» **WHAT THIS EXERCISE ASKS**:
#1 In the article on cash in Germany, roughly how much did prices rise in 1923?
#2 Copy out the article on cash in Germany word for word. Start at the words "Cash is dying but" and end after the words "history with inflation.".

[QUOTED PASSAGE Boundary: Start]

Cash is dying but still king in Germany.

Money in Germany: Cash is dying, but still king

A short history and look into the future of cash in Germany.

4 min read

A quick look back at the history of cash in Germany and where it’s going now.

It’s a funny thing paying in Germany. One stands at the back of a line at the supermarket, watching the older Germans painstakingly counting out their exact change to give to the cashier. The next, younger character plops down a €50 note and the cashier immediately asks if they have exact change. Cash has its own laws in Germany.

Historically, there are a lot of reasons for Germany’s love for cash. Most prevalent is probably Germany’s tumultuous history with inflation.

Memories of inflation have a massive impact on people’s preferences. The European Central Bank (ECB) published a wide-reaching and pretty exhaustive study in 2009, interviewing 50.000 participants regarding their memories of inflation. The conclusions were clear: memories of hyperinflation can still affect behaviors decades later.

Germans, unsurprisingly, are a perfect model for this. During the Weimar Republic, cash became practically worthless. In 1923, prices rose about a trillion-fold. The stories range from disastrous to absurd. One family sold their house to emigrate to the US but by the time they had reached the port in Hamburg, their money had been so devalued they couldn’t buy the boat ticket. They couldn’t even buy their train ride home. Another story details a man who drank two coffees priced at 5.000 marks each. He was given a bill of 14.000 and told he didn’t drink his coffees fast enough.

After WW2, the reichsmark quickly tumbled into worthlessness. To finance the war, Hitler had printed massive amounts of cash. Once it ended, things shifted to the black market where necessary goods were scarce and cash overabundant. After currency reform in 1948, converting the reichsmark into the steady Deutschmark, Germans lost some 90% of their savings.

Such shocks leave scars. In fact, studies have shown that the more deep-seated skepticism or pessimism regarding banks and the stability of a financial system a country has, the more people tend to save in cash — particularly in foreign currencies like dollars.

The same study found that people from crisis-scarred countries hoard their savings in cash outside of banks, using a safe currency as their emergency fund.

Figures this year only confirm this trend. In February, Bundesbank executive board member Carl-Ludwig Thiele reported that not even 10% of the existing cash in Germany ends up being used at the register. “A good 90% is hoarded and solely used to store value.”

[QUOTED PASSAGE Boundary: End]
[PROVIDED MATERIAL Boundary: Start]

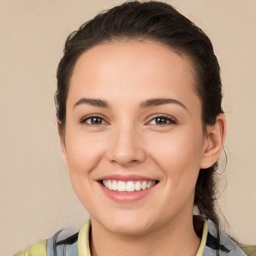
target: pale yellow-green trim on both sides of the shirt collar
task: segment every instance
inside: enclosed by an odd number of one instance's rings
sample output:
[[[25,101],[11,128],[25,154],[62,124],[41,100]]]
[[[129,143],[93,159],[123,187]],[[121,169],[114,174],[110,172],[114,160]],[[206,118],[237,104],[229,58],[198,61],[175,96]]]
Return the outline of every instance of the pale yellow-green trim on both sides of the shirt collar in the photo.
[[[78,233],[77,240],[77,250],[78,256],[91,256],[90,255],[90,246],[89,246],[89,235],[90,235],[90,219],[82,226],[81,230]],[[200,242],[199,249],[195,256],[202,256],[202,251],[206,244],[208,233],[208,221],[204,219],[202,238]]]

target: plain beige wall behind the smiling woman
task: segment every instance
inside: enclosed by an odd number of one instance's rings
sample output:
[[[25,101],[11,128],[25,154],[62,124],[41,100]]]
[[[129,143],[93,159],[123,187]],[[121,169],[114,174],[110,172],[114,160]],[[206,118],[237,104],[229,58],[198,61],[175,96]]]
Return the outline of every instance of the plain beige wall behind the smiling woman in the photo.
[[[88,218],[63,165],[53,94],[66,35],[119,0],[0,0],[0,255]],[[222,69],[229,233],[256,243],[255,0],[168,0],[211,38]]]

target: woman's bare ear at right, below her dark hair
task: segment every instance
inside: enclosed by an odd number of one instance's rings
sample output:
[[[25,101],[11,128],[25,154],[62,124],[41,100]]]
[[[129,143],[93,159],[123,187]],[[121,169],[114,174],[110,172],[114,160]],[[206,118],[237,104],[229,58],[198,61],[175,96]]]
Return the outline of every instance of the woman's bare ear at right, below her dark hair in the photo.
[[[217,161],[224,145],[225,136],[225,116],[220,113],[216,117],[216,122],[211,126],[207,126],[203,155],[200,161],[201,169],[208,168]]]

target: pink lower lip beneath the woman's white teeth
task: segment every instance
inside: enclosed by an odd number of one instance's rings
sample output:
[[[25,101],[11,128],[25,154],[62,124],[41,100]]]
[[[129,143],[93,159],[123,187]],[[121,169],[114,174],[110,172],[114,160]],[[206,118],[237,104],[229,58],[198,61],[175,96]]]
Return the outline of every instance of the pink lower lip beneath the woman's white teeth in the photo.
[[[109,197],[113,201],[122,202],[122,203],[138,201],[143,197],[145,197],[146,195],[148,195],[156,186],[156,184],[154,184],[150,188],[147,188],[145,190],[134,191],[134,192],[117,192],[115,190],[110,190],[106,188],[100,182],[99,182],[99,185],[107,197]]]

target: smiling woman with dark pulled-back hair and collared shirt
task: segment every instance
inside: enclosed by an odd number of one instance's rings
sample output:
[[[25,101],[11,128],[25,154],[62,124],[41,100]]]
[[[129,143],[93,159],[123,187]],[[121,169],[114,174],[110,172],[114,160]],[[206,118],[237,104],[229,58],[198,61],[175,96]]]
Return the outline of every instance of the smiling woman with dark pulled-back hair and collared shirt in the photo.
[[[215,210],[221,98],[210,40],[168,4],[126,2],[71,33],[57,69],[58,131],[90,220],[26,253],[245,255]]]

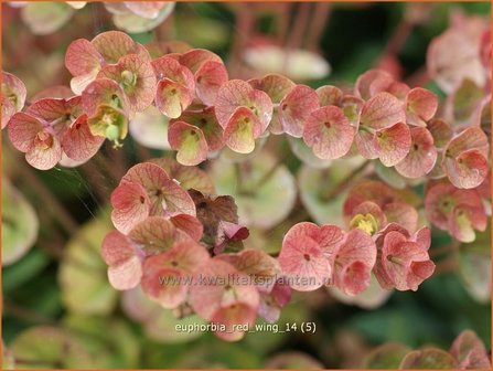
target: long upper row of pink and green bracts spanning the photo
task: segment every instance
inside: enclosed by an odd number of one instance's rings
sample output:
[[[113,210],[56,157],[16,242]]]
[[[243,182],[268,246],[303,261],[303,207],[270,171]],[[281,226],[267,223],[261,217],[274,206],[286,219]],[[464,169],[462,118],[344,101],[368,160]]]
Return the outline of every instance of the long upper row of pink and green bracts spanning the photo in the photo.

[PROVIDED MATERIAL Boundary: End]

» **RESPONSES FOR EACH TASK**:
#1 About a trillion-fold.

#2
Cash is dying but still king in Germany.

Money in Germany: Cash is dying, but still king

A short history and look into the future of cash in Germany.

4 min read

A quick look back at the history of cash in Germany and where it’s going now.

It’s a funny thing paying in Germany. One stands at the back of a line at the supermarket, watching the older Germans painstakingly counting out their exact change to give to the cashier. The next, younger character plops down a €50 note and the cashier immediately asks if they have exact change. Cash has its own laws in Germany.

Historically, there are a lot of reasons for Germany’s love for cash. Most prevalent is probably Germany’s tumultuous history with inflation.